___ MATERIAL FOR THIS TASK ___
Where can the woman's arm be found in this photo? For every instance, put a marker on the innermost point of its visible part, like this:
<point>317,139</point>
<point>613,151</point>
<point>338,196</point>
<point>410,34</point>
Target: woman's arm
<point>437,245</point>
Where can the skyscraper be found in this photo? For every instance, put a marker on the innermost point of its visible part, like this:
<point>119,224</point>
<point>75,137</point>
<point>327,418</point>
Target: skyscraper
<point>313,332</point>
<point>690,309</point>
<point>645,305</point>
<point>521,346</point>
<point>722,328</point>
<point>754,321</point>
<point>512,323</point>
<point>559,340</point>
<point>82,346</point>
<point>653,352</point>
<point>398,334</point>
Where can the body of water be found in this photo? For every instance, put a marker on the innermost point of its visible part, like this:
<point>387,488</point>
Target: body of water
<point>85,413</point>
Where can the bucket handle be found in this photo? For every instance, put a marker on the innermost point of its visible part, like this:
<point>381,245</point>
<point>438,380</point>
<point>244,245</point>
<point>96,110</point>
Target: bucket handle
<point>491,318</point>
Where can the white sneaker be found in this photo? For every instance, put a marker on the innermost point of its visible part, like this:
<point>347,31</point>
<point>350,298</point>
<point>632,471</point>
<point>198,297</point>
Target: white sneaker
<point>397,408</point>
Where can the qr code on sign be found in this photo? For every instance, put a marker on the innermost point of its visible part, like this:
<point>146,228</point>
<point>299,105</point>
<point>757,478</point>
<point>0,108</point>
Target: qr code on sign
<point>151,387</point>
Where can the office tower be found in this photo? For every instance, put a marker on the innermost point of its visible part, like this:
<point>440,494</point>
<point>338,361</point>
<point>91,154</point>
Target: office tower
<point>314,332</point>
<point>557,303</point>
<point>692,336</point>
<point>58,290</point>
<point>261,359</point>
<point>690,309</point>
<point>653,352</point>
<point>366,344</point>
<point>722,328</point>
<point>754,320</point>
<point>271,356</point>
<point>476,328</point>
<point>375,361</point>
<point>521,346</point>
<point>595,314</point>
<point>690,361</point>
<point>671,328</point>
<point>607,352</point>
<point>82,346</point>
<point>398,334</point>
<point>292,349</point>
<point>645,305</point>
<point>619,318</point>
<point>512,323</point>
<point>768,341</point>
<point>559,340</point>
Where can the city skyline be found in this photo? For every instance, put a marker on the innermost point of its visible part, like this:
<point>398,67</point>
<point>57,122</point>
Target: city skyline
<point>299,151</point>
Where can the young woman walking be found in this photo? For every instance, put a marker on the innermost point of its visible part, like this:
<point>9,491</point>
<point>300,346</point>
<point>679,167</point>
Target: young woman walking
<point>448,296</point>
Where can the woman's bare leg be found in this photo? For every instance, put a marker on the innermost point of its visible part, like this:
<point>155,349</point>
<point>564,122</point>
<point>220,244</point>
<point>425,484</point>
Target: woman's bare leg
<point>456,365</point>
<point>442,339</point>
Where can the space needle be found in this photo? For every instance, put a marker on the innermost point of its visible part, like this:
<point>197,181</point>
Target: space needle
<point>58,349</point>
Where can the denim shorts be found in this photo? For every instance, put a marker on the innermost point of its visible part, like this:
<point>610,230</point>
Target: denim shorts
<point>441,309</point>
___
___ MATERIAL FOR THIS TASK ___
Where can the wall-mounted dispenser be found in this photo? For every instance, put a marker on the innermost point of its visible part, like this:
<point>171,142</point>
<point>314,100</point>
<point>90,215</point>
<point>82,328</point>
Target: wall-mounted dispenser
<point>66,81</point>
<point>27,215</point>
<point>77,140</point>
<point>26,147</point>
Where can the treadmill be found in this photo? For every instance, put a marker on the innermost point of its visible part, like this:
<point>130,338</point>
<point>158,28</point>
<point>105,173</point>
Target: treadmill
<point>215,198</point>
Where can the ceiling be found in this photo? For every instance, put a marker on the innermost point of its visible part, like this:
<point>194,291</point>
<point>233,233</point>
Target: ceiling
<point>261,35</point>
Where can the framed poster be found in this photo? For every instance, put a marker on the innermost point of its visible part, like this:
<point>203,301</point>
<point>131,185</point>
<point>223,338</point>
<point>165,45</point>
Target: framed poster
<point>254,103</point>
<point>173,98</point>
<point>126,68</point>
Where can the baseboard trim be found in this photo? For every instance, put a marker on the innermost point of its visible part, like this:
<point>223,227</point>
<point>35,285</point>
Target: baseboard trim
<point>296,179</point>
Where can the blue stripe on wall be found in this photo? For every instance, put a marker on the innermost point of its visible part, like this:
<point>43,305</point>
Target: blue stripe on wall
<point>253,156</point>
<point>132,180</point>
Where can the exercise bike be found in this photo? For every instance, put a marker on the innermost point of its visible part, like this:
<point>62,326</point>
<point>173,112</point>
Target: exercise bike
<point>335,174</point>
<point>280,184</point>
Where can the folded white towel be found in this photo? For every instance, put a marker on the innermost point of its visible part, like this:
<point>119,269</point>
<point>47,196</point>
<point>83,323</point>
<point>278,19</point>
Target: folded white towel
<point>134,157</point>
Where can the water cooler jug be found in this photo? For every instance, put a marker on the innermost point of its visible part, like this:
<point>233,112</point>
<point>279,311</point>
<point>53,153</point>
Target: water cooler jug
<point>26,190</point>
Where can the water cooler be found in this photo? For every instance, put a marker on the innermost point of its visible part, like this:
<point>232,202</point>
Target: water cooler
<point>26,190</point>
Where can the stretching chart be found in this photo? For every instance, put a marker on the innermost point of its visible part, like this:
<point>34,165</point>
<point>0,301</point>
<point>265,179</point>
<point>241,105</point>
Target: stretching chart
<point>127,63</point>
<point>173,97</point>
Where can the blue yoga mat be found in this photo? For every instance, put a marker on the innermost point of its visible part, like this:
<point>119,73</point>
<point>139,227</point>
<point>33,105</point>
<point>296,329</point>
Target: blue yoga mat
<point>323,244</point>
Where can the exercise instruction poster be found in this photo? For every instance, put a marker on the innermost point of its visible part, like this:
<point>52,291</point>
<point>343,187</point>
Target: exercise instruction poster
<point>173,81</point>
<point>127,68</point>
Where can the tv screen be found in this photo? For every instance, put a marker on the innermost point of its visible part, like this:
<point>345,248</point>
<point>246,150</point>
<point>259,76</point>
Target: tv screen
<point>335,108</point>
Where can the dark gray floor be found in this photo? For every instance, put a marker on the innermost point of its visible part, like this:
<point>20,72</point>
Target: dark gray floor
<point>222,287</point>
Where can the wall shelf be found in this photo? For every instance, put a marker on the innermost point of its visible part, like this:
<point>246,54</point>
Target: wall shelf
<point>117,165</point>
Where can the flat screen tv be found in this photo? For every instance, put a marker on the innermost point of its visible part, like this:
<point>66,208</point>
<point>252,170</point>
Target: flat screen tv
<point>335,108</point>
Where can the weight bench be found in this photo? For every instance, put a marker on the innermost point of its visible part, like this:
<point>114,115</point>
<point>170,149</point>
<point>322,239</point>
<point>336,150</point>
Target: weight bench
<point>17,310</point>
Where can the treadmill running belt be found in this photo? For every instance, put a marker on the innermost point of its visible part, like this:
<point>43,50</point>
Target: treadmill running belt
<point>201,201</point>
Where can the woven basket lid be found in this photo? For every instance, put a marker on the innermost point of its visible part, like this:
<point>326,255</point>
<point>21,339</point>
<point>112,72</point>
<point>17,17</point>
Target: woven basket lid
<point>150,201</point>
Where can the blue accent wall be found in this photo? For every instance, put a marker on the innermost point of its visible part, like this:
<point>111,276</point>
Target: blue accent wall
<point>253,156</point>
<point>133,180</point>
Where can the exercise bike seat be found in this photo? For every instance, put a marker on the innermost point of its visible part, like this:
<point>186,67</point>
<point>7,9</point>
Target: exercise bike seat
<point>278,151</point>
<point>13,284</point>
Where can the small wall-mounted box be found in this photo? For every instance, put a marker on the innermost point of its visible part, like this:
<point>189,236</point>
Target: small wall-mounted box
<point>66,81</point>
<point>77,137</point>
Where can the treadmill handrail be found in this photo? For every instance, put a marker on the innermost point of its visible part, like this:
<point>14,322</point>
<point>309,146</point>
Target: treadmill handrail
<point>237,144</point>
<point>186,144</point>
___
SET PROBLEM => Print the lines above without any changes, from the line with "Where can the woman's bare" through the line with "<point>58,349</point>", including both of those lines.

TASK ANSWER =>
Where can the woman's bare leg be found in this photo? For every instance, put a marker on the innermost point of its visible part, like this:
<point>155,349</point>
<point>564,122</point>
<point>220,244</point>
<point>425,484</point>
Target: woman's bare leg
<point>456,365</point>
<point>442,339</point>
Where can the space needle be found in this photo? For every instance, put a marker on the innermost point of its visible part, like this:
<point>197,181</point>
Target: space needle
<point>58,349</point>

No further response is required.